Work task:
Transcribe the records below line by line, exactly as they read.

[Saved data entries]
.....

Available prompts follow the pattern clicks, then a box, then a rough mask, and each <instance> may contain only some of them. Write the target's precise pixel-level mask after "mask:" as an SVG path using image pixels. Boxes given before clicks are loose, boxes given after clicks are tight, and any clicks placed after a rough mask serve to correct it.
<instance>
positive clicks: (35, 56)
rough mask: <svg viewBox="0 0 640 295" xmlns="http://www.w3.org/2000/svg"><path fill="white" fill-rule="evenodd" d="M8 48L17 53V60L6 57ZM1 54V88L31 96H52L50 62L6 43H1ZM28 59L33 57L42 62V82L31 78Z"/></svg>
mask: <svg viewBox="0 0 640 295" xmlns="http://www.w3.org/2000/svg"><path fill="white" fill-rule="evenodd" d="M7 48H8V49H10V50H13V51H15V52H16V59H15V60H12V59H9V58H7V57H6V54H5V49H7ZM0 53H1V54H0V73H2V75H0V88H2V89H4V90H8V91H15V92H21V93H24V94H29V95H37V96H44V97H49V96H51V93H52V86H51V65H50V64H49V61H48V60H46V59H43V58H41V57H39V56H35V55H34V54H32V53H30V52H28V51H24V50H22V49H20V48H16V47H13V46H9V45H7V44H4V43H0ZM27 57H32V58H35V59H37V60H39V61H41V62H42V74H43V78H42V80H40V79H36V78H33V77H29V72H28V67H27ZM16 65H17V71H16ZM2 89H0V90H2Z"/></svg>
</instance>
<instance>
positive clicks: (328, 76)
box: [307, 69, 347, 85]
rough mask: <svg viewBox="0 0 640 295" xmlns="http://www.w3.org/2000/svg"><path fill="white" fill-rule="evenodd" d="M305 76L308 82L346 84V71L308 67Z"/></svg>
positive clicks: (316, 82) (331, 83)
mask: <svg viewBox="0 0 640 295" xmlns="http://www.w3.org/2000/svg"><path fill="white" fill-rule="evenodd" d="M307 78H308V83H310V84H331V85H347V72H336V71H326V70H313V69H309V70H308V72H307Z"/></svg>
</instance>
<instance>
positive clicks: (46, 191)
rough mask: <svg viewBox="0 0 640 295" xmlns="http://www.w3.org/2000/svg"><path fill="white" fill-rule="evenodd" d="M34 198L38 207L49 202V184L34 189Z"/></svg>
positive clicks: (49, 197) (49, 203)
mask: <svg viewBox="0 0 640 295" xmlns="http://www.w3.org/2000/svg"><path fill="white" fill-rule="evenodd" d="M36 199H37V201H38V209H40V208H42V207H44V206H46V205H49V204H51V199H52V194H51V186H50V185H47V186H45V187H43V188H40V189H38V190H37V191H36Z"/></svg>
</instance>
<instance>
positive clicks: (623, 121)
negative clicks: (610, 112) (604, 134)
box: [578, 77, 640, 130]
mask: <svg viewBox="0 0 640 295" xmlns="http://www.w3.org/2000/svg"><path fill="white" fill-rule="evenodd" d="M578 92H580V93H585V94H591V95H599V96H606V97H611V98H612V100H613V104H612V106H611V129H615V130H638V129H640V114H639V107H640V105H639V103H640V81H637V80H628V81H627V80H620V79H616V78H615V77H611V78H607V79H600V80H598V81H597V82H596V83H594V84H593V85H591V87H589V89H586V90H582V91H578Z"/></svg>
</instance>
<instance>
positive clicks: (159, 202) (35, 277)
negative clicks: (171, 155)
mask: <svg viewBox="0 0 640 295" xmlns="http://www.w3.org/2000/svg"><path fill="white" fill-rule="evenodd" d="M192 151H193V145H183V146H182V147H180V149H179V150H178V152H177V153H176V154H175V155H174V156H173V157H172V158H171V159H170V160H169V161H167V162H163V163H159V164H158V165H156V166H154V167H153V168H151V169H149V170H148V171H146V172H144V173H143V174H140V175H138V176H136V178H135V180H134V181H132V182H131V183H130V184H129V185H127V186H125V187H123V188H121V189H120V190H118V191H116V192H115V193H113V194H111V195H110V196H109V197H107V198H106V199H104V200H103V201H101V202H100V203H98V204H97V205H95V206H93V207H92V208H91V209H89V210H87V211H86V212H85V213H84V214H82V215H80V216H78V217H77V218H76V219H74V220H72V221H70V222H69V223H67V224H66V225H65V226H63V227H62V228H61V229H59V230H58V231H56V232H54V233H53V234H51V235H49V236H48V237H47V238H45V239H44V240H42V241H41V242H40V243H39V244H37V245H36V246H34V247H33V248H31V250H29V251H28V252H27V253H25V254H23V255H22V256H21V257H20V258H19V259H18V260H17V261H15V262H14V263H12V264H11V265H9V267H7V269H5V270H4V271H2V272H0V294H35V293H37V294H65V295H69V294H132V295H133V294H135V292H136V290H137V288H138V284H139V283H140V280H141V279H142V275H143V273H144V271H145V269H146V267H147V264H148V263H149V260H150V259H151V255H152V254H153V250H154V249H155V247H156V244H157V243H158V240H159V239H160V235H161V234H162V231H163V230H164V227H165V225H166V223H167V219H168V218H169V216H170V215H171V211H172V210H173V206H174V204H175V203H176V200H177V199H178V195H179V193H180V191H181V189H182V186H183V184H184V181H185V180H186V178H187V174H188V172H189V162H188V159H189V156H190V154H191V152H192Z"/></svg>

.....

Exercise output:
Available prompts follow the pattern clicks, then a box, then a rough mask, and each <instance> may contain only some of them. Write the target's precise pixel-level mask after "mask:" as an SVG path using image pixels. Boxes given before clicks are loose, boxes given after clicks are tight, and any clicks placed after a rough mask serve to correct it.
<instance>
positive clicks: (35, 56)
rough mask: <svg viewBox="0 0 640 295" xmlns="http://www.w3.org/2000/svg"><path fill="white" fill-rule="evenodd" d="M8 48L17 53V60L6 57ZM1 54V88L31 96H52L50 62L6 43H1ZM28 59L33 57L42 62V82L31 78Z"/></svg>
mask: <svg viewBox="0 0 640 295" xmlns="http://www.w3.org/2000/svg"><path fill="white" fill-rule="evenodd" d="M7 48H8V49H10V50H13V51H15V52H16V59H15V60H12V59H9V58H7V57H6V54H5V49H7ZM0 53H1V54H0V73H2V75H0V88H2V89H4V90H8V91H15V92H21V93H24V94H29V95H37V96H44V97H49V96H51V93H52V86H51V65H50V64H49V61H48V60H46V59H43V58H41V57H39V56H35V55H34V54H32V53H30V52H28V51H24V50H22V49H20V48H16V47H13V46H9V45H7V44H4V43H0ZM27 57H32V58H35V59H37V60H39V61H41V62H42V74H43V78H42V80H40V79H36V78H33V77H29V72H28V67H27ZM16 65H17V71H16ZM2 89H0V90H2Z"/></svg>
</instance>
<instance>
positive clicks: (328, 76)
box: [307, 69, 347, 85]
rough mask: <svg viewBox="0 0 640 295" xmlns="http://www.w3.org/2000/svg"><path fill="white" fill-rule="evenodd" d="M305 76L308 82L346 84V71L308 67Z"/></svg>
positive clicks: (316, 82) (331, 83)
mask: <svg viewBox="0 0 640 295" xmlns="http://www.w3.org/2000/svg"><path fill="white" fill-rule="evenodd" d="M307 78H308V83H310V84H331V85H347V72H336V71H326V70H313V69H309V70H308V72H307Z"/></svg>
</instance>
<instance>
positive clicks: (46, 191)
rough mask: <svg viewBox="0 0 640 295" xmlns="http://www.w3.org/2000/svg"><path fill="white" fill-rule="evenodd" d="M34 198L38 207L49 202V184L34 189Z"/></svg>
positive clicks: (49, 197) (49, 203)
mask: <svg viewBox="0 0 640 295" xmlns="http://www.w3.org/2000/svg"><path fill="white" fill-rule="evenodd" d="M36 199H37V201H38V209H40V208H42V207H44V206H46V205H49V204H51V199H52V194H51V186H50V185H47V186H45V187H43V188H40V189H38V190H37V191H36Z"/></svg>
</instance>
<instance>
positive clicks: (623, 121)
negative clicks: (610, 112) (604, 134)
box: [578, 77, 640, 130]
mask: <svg viewBox="0 0 640 295" xmlns="http://www.w3.org/2000/svg"><path fill="white" fill-rule="evenodd" d="M578 92H580V93H585V94H591V95H599V96H606V97H611V98H612V100H613V104H612V106H611V129H615V130H638V129H640V114H639V107H640V105H639V103H640V81H637V80H628V81H627V80H620V79H616V78H615V77H611V78H607V79H600V80H598V81H597V82H596V83H594V84H593V85H591V87H589V89H586V90H582V91H578Z"/></svg>
</instance>
<instance>
positive clicks: (159, 202) (35, 277)
negative clicks: (171, 155)
mask: <svg viewBox="0 0 640 295" xmlns="http://www.w3.org/2000/svg"><path fill="white" fill-rule="evenodd" d="M192 151H193V145H183V146H182V147H180V149H179V150H178V152H177V153H176V154H175V155H174V156H173V157H172V158H171V159H170V160H169V161H167V162H163V163H159V164H158V165H156V166H154V167H153V168H151V169H149V170H148V171H146V172H144V173H143V174H140V175H138V176H136V178H135V180H134V181H132V182H131V183H130V184H129V185H127V186H125V187H123V188H121V189H120V190H118V191H116V192H115V193H113V194H111V195H110V196H109V197H107V198H106V199H104V200H103V201H101V202H100V203H98V204H97V205H95V206H93V207H92V208H91V209H89V210H87V211H86V212H85V213H84V214H82V215H80V216H78V217H77V218H76V219H74V220H72V221H70V222H69V223H67V224H66V225H65V226H63V227H62V228H61V229H59V230H58V231H56V232H54V233H53V234H51V235H49V236H48V237H47V238H45V239H44V240H42V241H41V242H40V243H39V244H37V245H36V246H34V247H33V248H31V250H29V251H28V252H27V253H25V254H23V255H22V256H21V257H20V258H19V259H18V260H17V261H15V262H14V263H12V264H11V265H9V267H7V269H5V270H4V271H2V272H0V294H35V293H37V294H65V295H69V294H132V295H133V294H135V292H136V290H137V288H138V284H139V283H140V280H141V279H142V275H143V273H144V271H145V269H146V267H147V264H148V263H149V260H150V259H151V255H152V254H153V250H154V249H155V247H156V244H157V243H158V240H159V239H160V235H161V234H162V231H163V230H164V227H165V225H166V223H167V219H168V218H169V216H170V215H171V211H172V210H173V206H174V204H175V203H176V200H177V199H178V195H179V193H180V191H181V189H182V186H183V184H184V181H185V180H186V178H187V174H188V172H189V162H188V159H189V156H190V154H191V152H192Z"/></svg>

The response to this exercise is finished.